# [EXTRACTED TEXT]
Time to release football from its shackles

By asanchez / Roar Guru

With the TV rights out of the way the FFA knows exactly how many dollars and cents they have to play with, so they need to start planning how and where to spend its newfound funding.

The TV money won’t be enough to fix all of football’s problems, but if it were to be spent wisely, it could go a long way to improving the game.

This has been another year of consolidation and steady growth, but with more resources available than ever before the FFA really needs to take the game to the next level. Let’s hope the next 12 months are not consumed by off-field politics now that FIFA has reaffirmed its stance by upholding the March deadline for the FFA to make structural changes to its board and to how football is run in Australia.

I’ve come up with five strategies that need to be implemented by the game’s administration, and some of them won’t cost much to implement.

But before we can analyse any of the five, the salary cap should be increased to $3 million per year from next season, and the FFA should give the clubs an extra $1 million, bringing the total distribution to $4 million per club per year.

1. Expansion
The current ten-club setup is getting a bit long in the tooth and the product has become stale at times because of it. The much-hyped expansion is long overdue, and hopefully the FFA will release their criteria as soon as possible to give prospective clubs time to set up for a start by the 2018-19 season at the latest.

The game is thriving at the community level, so I can’t understand why the FFA hasn’t already acted. The longer we sit still, the longer it will take to realise the game’s potential, and we may even lose the momentum football has managed to build. You need to strike while the iron’s hot, as they say.

2. National second division
This is a no-brainer. This code, just like any other, needs to play to its strengths, and its biggest strength is community and grassroots participation. What better way to bring the professional and grassroots levels together than by giving many of the state league clubs an opportunity to make the big time?

Start the competition as a semi-pro division, which will keep costs down, and televise at least one game per week on Fox Sports to give it the exposure it needs to grow. Make it a 12 to 14 team competition that could be expanded in future.

All future A-League teams can come from this division – and promotion and relegation could be put in place in a decade or so – but the main purpose for a second-tier in the short term is to give the game another layer and to create more opportunities to young players, coaches and administrators to show their wares.

3. Boutique stadia
This is the toughest strategy to implement, but if we don’t start planning for it today, it might never happen. At the moment Sydney FC, Brisbane and Wellington play in stadia that are way too big for them, and it does so much damage to clubs and to the league when matches are played at grounds that are two-thirds or more empty. It devalues the entire product. The 30,000-seat stadia, like AAMI Park and the new Wanderland, are perfectly sized venues for the A-League.

4. Ticket prices
The league and its clubs let themselves down big time in this area. I understand sport is a business, but prices need to be uniform across the league as much as possible.
At the moment a general admission ticket can range from $20 to almost $40 in different cities for the same basic access, and this is where the FFA can help the clubs, which in turn will help themselves and the game, by using the additional $1 million grant – which I mentioned earlier – to subsidise all general admission tickets at all grounds to around $25 and kids tickets to no more than $10.

# [GIVEN DATA]
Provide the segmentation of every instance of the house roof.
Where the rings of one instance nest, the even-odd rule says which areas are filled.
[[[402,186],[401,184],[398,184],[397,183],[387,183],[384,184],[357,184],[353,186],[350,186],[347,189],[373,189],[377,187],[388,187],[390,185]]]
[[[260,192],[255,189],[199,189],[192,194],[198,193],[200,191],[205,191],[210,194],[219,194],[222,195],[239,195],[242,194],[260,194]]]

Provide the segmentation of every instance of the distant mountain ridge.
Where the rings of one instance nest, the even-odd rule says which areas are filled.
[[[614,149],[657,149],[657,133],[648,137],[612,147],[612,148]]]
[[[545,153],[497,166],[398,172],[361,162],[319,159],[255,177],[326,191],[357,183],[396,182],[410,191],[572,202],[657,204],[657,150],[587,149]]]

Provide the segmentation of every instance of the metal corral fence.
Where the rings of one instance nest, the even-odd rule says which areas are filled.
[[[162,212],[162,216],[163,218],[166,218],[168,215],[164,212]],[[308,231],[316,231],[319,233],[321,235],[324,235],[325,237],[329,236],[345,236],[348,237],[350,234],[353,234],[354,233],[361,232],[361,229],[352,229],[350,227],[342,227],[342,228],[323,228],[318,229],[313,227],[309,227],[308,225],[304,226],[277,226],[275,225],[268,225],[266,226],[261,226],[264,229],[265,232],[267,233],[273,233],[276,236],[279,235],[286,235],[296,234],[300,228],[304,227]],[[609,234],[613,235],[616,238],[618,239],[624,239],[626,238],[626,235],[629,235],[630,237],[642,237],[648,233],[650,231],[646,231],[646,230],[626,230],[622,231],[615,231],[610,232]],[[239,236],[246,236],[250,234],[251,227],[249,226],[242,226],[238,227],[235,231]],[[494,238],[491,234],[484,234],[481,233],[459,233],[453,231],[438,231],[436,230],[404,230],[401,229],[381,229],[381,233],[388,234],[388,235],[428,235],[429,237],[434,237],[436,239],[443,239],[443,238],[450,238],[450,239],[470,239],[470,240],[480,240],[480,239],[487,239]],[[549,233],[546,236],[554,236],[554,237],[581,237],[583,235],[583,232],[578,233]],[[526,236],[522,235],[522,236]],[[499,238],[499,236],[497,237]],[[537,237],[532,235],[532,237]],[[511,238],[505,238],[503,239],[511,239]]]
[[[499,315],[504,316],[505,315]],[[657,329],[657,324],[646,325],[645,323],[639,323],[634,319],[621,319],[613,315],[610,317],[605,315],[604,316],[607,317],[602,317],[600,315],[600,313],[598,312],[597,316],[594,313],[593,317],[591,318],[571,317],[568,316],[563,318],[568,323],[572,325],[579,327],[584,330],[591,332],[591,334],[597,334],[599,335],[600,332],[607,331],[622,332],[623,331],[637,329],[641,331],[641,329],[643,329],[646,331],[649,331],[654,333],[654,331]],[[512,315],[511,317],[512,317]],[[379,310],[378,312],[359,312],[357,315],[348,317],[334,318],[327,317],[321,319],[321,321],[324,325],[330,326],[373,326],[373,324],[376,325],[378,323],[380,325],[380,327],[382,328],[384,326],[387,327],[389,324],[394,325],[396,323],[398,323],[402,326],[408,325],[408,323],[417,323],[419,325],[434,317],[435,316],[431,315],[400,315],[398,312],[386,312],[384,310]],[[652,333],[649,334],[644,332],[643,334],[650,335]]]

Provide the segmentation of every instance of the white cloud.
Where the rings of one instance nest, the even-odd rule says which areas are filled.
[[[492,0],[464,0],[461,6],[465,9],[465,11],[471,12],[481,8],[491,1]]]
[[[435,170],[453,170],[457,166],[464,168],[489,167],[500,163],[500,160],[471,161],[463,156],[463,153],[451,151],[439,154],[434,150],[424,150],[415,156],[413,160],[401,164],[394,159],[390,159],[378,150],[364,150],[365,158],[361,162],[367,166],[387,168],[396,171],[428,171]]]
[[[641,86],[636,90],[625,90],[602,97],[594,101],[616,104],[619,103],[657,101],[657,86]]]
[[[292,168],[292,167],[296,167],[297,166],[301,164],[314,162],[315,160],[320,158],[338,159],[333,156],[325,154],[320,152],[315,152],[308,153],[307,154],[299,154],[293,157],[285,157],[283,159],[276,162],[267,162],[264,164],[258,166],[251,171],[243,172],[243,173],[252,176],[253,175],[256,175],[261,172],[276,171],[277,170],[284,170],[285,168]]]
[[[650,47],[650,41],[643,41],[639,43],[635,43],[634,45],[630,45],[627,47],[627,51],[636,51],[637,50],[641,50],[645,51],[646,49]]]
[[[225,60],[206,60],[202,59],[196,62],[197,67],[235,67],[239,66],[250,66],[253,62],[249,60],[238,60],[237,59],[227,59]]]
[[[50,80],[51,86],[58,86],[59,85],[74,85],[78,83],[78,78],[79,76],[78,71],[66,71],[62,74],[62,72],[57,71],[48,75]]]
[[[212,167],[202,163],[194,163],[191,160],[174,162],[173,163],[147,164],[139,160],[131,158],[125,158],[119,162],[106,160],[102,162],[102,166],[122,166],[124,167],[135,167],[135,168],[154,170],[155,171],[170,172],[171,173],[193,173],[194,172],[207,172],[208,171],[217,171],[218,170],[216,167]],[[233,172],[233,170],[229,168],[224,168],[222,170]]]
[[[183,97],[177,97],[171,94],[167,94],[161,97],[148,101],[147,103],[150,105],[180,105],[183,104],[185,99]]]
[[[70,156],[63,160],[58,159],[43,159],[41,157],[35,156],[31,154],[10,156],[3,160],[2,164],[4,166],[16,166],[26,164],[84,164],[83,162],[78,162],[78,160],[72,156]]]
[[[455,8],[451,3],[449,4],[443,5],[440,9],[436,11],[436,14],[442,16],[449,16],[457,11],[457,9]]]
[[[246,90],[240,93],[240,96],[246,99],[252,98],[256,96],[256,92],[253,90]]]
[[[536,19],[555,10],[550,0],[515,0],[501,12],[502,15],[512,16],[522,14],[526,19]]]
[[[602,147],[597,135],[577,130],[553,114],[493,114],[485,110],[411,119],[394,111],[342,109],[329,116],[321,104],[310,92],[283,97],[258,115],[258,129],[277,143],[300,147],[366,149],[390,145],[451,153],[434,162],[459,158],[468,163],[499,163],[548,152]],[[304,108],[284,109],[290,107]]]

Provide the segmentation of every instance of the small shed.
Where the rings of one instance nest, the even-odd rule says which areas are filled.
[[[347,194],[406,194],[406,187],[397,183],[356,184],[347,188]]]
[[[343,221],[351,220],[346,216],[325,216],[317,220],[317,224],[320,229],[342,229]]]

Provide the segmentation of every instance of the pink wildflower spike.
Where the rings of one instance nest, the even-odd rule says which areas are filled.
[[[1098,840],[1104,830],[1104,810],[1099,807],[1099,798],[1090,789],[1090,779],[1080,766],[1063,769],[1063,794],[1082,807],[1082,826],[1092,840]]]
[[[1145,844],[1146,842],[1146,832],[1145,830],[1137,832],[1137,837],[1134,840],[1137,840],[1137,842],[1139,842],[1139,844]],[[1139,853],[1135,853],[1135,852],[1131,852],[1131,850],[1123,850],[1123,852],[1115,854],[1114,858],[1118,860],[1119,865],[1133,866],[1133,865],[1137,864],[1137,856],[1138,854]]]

# [THINGS TO DO]
1/ For each statement about the football article, answer yes or no, and quote the words of the article that decide it: (a) The author wants the salary cap raised to $3 million per year. (b) The proposed national second division should start as a fully professional competition. (c) AAMI Park is described as too big for the A-League.
2/ Translate this sentence from the football article into Spanish: "The game is thriving at the community level, so I can’t understand why the FFA hasn’t already acted."
3/ Duplicate everything in the football article from "4. Ticket prices" down to "more than $10.".
The rows are unrelated to the football article.

# [THE ANSWERS]
1/
(a) Yes: "the salary cap should be increased to $3 million per year from next season"
(b) No: "Start the competition as a semi-pro division"
(c) No: "The 30,000-seat stadia, like AAMI Park and the new Wanderland, are perfectly sized venues for the A-League."

2/ El juego está prosperando a nivel comunitario, así que no entiendo por qué la FFA aún no ha actuado.

3/
4. Ticket prices
The league and its clubs let themselves down big time in this area. I understand sport is a business, but prices need to be uniform across the league as much as possible.
At the moment a general admission ticket can range from $20 to almost $40 in different cities for the same basic access, and this is where the FFA can help the clubs, which in turn will help themselves and the game, by using the additional $1 million grant – which I mentioned earlier – to subsidise all general admission tickets at all grounds to around $25 and kids tickets to no more than $10.